[START OF PAGE]

50      It must therefore be concluded that, in the present case, the Commission was entitled to respond to the arguments put forward by the applicant at the stage of the judicial proceedings seeking to rebut the presumption of the exercise of decisive influence on its part over the commercial conduct of BNGW.

51      Primarily, it should be pointed out that, under recitals 293 to 297 of the contested decision, the Commission explained that it was entitled to apply the presumption of the exercise of decisive influence by the applicant over BNGW in the period from 21 June 1996 to 30 September 2000, then over BN Infra in the period from 1 October 2000 to 15 April 2002. Next, it considered that a number of elements relating to the structure of the group reinforced that presumption. Thus, the applicant’s board of management consists of only two people who, together with the general directors of the big clusters, form the Concern Council, of which the BN Infra employee who had participated directly in the cartel since 2000 was a member. Moreover, the Commission noted that the applicant and BN Infra were established at the same address. Lastly, it drew attention to the institutional powers to organise the group which the applicant had and which it exercised in 2000, in particular, by reorganising the road building business.

52      In the first place, although the applicant submits that the Commission ought to have relied on evidence with which to assess its role in the anti‑competitive conduct in question in order to find that it could be liable for the infringement committed by its subsidiaries, it must be recalled that, according to the case‑law, the control exercised by the parent company over its subsidiaries does not necessarily have to have a connection with the unlawful conduct (see paragraph 26 above and Akzo Nobel and Others v Commission, cited in paragraph 25 above, paragraph 59, and General Química and Others v Commission, cited in paragraph 29 above, paragraphs 38, 102 and 103). It is not therefore necessary to examine whether the applicant in fact exercised influence over the unlawful conduct of BN Infra and BNGW.

53      In the second place, the evidence submitted by the applicant for the purpose of establishing that it had not exercised decisive influence over the commercial conduct of BN Infra and BNGW is not capable of rebutting the presumption of the exercise of such influence. The argument that its board of management is composed of only two people, making it difficult to monitor the group’s numerous activities, cannot suffice on its own to rebut that presumption, since it does not prove that the applicant had relinquished the exercise of its supervisory power over BN Infra and BNGW. Similarly, the applicant’s assertions that the presence of the managing directors of BN Infra and BNGW on the Concern Council constituted an indication of the independent positioning of those companies within the group’s organisation cannot suffice to prove that it allowed them complete autonomy to decide on their conduct in the market, particularly as the existence of the Concern Council in itself shows that the applicant was closely involved in determining the strategic objectives of its subsidiaries. Moreover, the fact that BN Infra and BNGW largely conducted an autonomous commercial policy, below a certain threshold, does not in itself undermine the finding that, as a 100% shareholder, the applicant in fact exercised decisive influence over the commercial conduct of BN Infra and BNGW. That argument is not conclusive for rebutting the presumption that it in fact exercised decisive influence above that same threshold. Lastly, the fact that the management of BNGW fulfilled functions in other group companies, including BN Infra, only for a very limited period cannot suffice to prove the autonomy of BNGW vis‑à‑vis the applicant. That argument does not add anything capable of rebutting the presumption in respect of the period during which the management of BNGW fulfilled those functions.

[END OF PAGE]
[START OF EXCERPTED RECORDS]

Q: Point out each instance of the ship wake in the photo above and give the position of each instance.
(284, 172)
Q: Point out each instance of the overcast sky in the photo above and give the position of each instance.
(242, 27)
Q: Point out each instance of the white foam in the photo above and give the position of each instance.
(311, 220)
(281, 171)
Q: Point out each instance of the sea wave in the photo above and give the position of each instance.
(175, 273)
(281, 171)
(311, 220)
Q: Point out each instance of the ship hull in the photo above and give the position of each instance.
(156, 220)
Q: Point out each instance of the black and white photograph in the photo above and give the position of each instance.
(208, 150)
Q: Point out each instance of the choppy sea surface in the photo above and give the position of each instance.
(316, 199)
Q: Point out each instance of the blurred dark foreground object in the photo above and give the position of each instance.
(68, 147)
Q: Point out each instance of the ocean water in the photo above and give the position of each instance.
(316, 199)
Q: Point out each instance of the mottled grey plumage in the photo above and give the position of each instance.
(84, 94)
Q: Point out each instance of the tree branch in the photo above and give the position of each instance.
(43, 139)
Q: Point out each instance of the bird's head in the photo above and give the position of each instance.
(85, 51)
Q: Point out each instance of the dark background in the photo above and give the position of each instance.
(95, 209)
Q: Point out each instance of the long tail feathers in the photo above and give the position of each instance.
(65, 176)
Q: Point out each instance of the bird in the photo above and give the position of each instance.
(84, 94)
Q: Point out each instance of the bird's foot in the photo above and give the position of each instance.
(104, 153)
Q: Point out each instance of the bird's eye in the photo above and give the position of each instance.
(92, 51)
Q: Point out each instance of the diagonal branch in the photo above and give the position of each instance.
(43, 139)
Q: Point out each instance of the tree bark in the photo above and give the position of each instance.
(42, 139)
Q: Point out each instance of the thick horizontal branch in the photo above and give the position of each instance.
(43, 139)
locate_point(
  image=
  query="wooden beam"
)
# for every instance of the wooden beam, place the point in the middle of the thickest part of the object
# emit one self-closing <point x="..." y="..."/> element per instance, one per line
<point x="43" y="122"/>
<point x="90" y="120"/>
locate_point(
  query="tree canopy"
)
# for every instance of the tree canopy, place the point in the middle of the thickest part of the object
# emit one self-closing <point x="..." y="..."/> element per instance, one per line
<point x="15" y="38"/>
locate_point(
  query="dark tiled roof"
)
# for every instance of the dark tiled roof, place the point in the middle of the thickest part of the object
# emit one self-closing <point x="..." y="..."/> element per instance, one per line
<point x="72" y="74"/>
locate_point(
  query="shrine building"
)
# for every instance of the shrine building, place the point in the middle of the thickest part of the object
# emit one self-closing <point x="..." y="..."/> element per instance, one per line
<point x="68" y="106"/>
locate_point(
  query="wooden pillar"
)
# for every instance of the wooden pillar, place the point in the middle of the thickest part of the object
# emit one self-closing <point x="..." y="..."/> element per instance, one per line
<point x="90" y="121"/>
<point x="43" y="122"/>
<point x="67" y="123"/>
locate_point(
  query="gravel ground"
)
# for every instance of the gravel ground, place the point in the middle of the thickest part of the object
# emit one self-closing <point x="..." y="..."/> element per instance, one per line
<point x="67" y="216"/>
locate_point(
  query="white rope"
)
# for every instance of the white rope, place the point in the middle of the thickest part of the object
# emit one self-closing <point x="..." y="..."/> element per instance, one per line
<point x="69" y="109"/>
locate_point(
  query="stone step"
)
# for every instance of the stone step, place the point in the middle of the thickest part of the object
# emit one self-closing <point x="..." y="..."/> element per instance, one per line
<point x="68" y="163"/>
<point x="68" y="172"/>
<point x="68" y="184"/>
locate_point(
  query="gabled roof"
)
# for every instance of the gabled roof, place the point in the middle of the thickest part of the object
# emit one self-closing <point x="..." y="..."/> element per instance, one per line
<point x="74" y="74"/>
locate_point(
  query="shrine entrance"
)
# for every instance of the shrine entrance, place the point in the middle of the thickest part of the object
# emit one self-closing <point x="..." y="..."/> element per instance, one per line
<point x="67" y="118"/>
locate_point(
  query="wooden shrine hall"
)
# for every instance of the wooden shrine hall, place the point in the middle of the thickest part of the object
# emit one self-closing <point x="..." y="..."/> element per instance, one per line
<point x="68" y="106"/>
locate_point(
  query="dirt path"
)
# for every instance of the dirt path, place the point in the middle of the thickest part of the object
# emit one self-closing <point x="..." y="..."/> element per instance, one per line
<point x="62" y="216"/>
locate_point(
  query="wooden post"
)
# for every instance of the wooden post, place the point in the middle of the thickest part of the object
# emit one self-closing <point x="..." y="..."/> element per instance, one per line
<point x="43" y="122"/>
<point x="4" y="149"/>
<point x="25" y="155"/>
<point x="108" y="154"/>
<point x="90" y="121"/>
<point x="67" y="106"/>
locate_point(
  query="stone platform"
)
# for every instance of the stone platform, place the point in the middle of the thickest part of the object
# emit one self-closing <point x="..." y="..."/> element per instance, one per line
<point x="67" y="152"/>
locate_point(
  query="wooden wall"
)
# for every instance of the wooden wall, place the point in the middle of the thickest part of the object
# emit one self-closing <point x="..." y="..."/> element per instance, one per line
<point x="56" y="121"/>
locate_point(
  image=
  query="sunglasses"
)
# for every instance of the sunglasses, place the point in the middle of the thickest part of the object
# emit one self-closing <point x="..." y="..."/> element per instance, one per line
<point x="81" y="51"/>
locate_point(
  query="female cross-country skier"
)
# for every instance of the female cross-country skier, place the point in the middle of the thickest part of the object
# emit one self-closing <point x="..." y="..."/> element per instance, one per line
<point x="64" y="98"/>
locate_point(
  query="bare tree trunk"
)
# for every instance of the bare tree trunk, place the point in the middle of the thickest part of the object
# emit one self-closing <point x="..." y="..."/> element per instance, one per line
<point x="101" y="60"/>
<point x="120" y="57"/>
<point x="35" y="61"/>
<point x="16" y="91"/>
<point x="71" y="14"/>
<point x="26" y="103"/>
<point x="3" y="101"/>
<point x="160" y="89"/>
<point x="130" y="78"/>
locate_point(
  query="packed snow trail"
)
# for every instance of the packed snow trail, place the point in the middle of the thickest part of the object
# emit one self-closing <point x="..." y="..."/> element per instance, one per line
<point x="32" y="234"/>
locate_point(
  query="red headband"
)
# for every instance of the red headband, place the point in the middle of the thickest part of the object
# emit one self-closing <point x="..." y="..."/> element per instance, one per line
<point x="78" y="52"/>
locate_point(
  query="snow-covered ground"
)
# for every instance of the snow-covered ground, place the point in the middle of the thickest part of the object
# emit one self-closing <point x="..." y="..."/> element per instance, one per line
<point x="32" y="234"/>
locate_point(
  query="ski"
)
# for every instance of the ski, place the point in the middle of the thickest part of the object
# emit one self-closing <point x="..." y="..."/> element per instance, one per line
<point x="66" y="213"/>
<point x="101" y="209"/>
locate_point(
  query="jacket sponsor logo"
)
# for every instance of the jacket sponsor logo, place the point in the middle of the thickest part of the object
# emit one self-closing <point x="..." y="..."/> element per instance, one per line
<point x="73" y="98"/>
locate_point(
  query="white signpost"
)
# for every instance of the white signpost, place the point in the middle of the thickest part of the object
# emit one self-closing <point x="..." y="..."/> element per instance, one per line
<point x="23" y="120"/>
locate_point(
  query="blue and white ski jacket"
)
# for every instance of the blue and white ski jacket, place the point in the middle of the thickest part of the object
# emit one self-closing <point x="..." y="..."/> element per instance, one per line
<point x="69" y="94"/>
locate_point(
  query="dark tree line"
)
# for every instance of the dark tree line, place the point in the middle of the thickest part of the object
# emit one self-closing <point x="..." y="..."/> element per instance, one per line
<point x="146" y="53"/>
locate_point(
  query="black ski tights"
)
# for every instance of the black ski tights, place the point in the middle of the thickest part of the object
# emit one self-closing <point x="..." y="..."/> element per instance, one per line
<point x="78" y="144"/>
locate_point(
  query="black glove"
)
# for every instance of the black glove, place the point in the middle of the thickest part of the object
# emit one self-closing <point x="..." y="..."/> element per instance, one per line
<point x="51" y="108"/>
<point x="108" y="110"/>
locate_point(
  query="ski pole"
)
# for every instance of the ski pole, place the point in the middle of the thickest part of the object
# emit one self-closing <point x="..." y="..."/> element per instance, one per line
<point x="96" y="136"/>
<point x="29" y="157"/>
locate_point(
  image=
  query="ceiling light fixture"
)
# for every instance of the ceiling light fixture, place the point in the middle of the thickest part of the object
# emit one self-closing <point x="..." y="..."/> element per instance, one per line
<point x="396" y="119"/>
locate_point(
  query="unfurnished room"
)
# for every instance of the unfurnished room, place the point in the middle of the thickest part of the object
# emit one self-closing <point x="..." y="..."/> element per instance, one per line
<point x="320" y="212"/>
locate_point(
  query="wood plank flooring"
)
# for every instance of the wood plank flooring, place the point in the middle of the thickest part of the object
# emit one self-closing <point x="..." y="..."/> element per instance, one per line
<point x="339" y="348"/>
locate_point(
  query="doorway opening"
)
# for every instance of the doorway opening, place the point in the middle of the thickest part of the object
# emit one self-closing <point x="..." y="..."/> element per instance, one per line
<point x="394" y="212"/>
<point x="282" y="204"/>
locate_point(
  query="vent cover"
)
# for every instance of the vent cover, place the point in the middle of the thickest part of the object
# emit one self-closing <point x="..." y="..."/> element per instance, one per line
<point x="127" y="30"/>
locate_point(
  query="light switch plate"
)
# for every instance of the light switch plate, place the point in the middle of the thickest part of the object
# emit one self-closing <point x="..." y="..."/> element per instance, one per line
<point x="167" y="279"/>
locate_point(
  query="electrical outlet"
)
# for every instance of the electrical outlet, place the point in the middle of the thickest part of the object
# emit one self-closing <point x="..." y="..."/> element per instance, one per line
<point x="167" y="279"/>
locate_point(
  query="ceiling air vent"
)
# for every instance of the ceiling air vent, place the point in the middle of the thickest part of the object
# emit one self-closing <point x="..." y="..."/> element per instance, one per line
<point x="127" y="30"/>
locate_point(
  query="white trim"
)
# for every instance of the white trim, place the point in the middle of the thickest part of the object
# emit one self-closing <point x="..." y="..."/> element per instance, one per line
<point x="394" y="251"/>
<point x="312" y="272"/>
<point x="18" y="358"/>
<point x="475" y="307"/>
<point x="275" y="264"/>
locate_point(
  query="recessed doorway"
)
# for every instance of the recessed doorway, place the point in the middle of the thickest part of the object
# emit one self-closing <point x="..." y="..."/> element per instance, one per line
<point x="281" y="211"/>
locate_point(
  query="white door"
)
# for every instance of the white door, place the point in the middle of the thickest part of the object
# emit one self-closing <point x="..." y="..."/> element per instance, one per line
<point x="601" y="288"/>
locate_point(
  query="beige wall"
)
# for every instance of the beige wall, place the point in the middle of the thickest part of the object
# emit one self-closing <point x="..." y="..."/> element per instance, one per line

[END OF EXCERPTED RECORDS]

* [PROBLEMS]
• a. In the court text, reproduce the passage between "52      In the first" and "unlawful conduct of BN Infra and BNGW.", inclusive, substituting "holding company" for "parent company".
• b. Show each line of the records that contains the string "tights".

* [ANSWERS IN ORDER]
• a.
52      In the first place, although the applicant submits that the Commission ought to have relied on evidence with which to assess its role in the anti‑competitive conduct in question in order to find that it could be liable for the infringement committed by its subsidiaries, it must be recalled that, according to the case‑law, the control exercised by the holding company over its subsidiaries does not necessarily have to have a connection with the unlawful conduct (see paragraph 26 above and Akzo Nobel and Others v Commission, cited in paragraph 25 above, paragraph 59, and General Química and Others v Commission, cited in paragraph 29 above, paragraphs 38, 102 and 103). It is not therefore necessary to examine whether the applicant in fact exercised influence over the unlawful conduct of BN Infra and BNGW.

• b.
  query="black ski tights"
# for every instance of the black ski tights, place the point in the middle of the thickest part of the object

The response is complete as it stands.